▶ À FAIRE:
a: Répondez à ces questions d'après le texte sur le règlement des sorties :
(i) Qu'a-t-on décidé pour l'ancien règlement en attendant qu'un nouveau soit mis au point ?
(ii) Selon M. Beltramelli, quel était le seul but de la réglementation des sorties ?
(iii) Qui n'a pas besoin de permission de nuit pour être assuré ?
b: Pour chaque affirmation, indiquez si le texte sur le règlement des sorties la confirme (oui ou non) et citez les mots qui tranchent :
(i) L'ancien règlement devait s'appliquer plus strictement en attendant le nouveau.
(ii) Les cadres relèvent d'un autre règlement que les appelés.
(iii) Certains ont accepté les nouvelles dispositions pour ne pas compromettre le dialogue.
c: Poursuivez le texte sur le règlement des sorties à partir de sa dernière phrase.

5) Libertés culturelles, subventions…
Il a été entendu qu’en attendant la mise au point d’un nouveau règlement, l’ancien resterait en vigueur, mais ne serait pas appliqué autrement qu’il ne l’avait été jusqu’à présent.
La publication récente de notes de service concernant la réglementation des sorties est apparue comme une violation de ce contrat. M.Beltramelli a fait valoir qu’il s’agissait là d’une question indépendante du règlement, qu’il n’était pas question de réprimer nos sorties mais simplement d’être en règle pour les assurances. En fait les assurances fonctionnent suivant les dispositions du règlement (ainsi les cadres, soumis à un règlement différent de celui des appelés, n’ont pas besoin de permission de nuit pour être assurés). Dans le cadre de l’ancien règlement, les assurances ne peuvent peut-être fonctionner que suivant les dispositions actuelles. Reste que nous ne saurions qu’elles soient mentionnées avec le nouveau règlement. Elles procèdent en effet du statut de défense que nous ne voulons pas nous voir appliqué et font échec au principe d’un véritable service civil où, hors des heures de travail et de permanence, l’homme serait libre de ses activités. Le souci de faire aboutir le dialogue sur ce point a inspiré parmi nous des attitudes diverses :
– a) certains ont jugé préférable d’accepter les nouvelles dispositions afin de ne pas compromettre le dialogue, spécifiant auprès du préfet qu’ils le faisaient uniquement compte tenu des nécessités du règlement instauré dans un système de sorties libres.

Données d'annotation pour la localisation d'objets
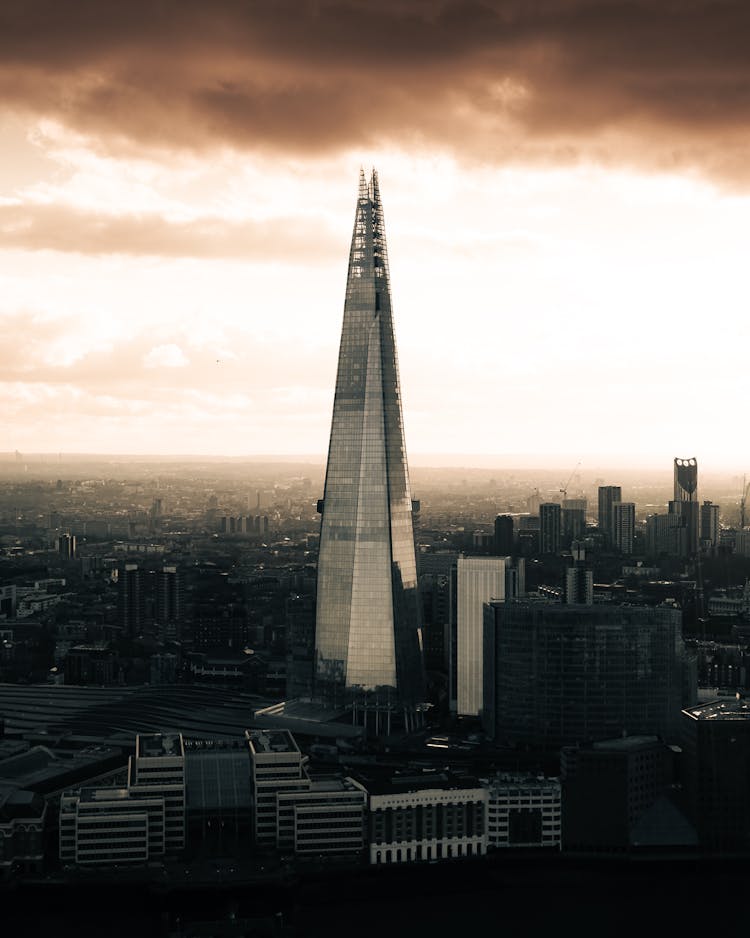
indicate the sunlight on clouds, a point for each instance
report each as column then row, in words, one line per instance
column 166, row 356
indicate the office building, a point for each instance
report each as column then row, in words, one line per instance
column 623, row 527
column 523, row 811
column 550, row 519
column 716, row 772
column 504, row 536
column 479, row 579
column 608, row 496
column 709, row 527
column 685, row 504
column 558, row 674
column 297, row 813
column 157, row 770
column 426, row 817
column 367, row 635
column 573, row 519
column 616, row 796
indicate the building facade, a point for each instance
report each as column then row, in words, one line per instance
column 558, row 674
column 367, row 634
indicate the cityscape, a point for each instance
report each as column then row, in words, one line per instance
column 249, row 688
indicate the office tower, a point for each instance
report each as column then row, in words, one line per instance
column 573, row 519
column 367, row 634
column 559, row 674
column 685, row 502
column 608, row 495
column 709, row 533
column 130, row 600
column 549, row 527
column 615, row 796
column 623, row 526
column 504, row 546
column 157, row 770
column 479, row 579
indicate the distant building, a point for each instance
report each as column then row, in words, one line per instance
column 558, row 674
column 716, row 772
column 523, row 811
column 435, row 817
column 615, row 796
column 550, row 515
column 479, row 579
column 608, row 496
column 504, row 536
column 623, row 527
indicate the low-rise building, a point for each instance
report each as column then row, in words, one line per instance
column 426, row 817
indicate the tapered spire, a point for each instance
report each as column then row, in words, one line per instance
column 367, row 625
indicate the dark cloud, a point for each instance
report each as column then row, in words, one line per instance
column 660, row 81
column 61, row 228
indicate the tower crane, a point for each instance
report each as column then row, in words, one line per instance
column 564, row 489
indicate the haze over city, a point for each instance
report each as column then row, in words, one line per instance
column 565, row 192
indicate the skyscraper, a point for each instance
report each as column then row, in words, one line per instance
column 686, row 502
column 367, row 633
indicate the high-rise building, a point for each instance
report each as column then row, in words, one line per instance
column 685, row 502
column 608, row 496
column 367, row 635
column 573, row 519
column 549, row 527
column 623, row 526
column 479, row 579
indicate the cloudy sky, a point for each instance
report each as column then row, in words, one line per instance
column 566, row 188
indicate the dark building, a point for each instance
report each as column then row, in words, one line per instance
column 616, row 796
column 367, row 617
column 557, row 674
column 504, row 536
column 716, row 772
column 609, row 495
column 550, row 518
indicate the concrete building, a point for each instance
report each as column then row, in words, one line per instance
column 479, row 579
column 157, row 770
column 367, row 632
column 417, row 817
column 523, row 811
column 608, row 496
column 558, row 674
column 298, row 814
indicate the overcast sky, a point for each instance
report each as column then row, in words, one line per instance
column 566, row 187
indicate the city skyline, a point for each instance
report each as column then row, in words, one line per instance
column 568, row 184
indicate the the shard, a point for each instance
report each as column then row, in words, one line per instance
column 367, row 636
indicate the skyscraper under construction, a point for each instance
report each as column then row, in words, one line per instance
column 367, row 637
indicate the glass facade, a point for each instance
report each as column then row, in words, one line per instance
column 367, row 629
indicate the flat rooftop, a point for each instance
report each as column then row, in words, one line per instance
column 728, row 708
column 271, row 741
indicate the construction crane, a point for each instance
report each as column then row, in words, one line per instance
column 564, row 489
column 745, row 489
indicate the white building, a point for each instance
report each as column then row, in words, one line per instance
column 413, row 819
column 523, row 811
column 478, row 580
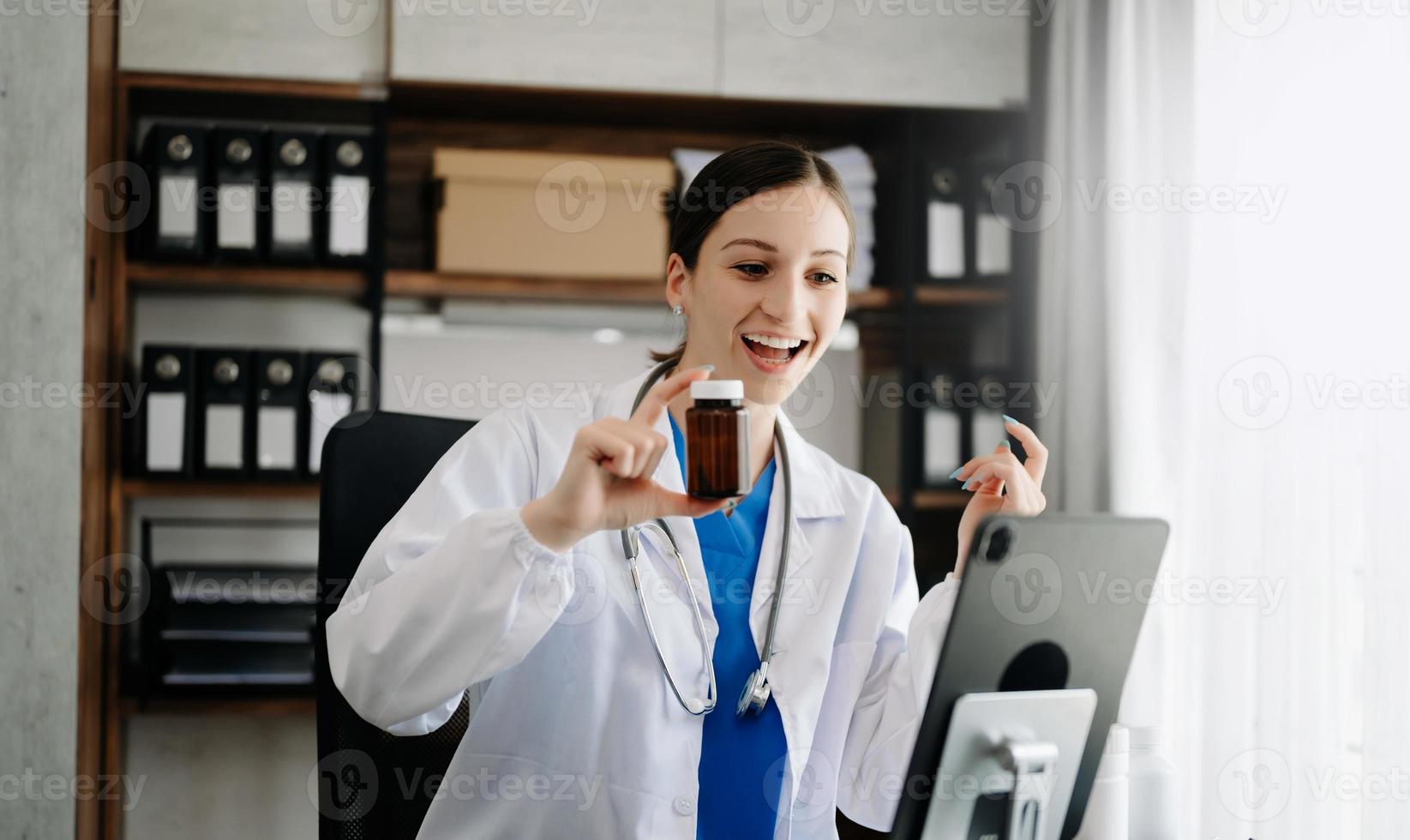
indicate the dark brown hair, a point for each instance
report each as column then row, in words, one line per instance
column 732, row 178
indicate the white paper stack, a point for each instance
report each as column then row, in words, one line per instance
column 857, row 178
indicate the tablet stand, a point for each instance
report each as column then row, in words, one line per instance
column 1021, row 750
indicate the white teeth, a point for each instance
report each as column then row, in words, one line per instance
column 774, row 341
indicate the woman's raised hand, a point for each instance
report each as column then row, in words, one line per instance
column 1001, row 483
column 607, row 479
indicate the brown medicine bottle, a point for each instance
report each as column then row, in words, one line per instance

▶ RÉPONSES DANS L'ORDRE:
a:
(i) Il resterait en vigueur, mais ne serait pas appliqué autrement qu'il ne l'avait été jusqu'à présent.
(ii) Être en règle pour les assurances.
(iii) Les cadres.

b:
(i) Non : « ne serait pas appliqué autrement qu’il ne l’avait été jusqu’à présent »
(ii) Oui : « les cadres, soumis à un règlement différent de celui des appelés »
(iii) Oui : « certains ont jugé préférable d’accepter les nouvelles dispositions afin de ne pas compromettre le dialogue »

c:
– b) d’autres ont jugé préférable d’enfreindre les dispositions nouvelles, ce qui a valu à l’un d’entre nous 25 jours de consigne. Dix autres se sont mis en consigne volontaire.
Le problème se reposera pour tout le camp le 15 avril, jour où s’achève la consigne, si d’ici là nous n’avons pas reçu de réponse de la part du préfet à qui nous devons écrire.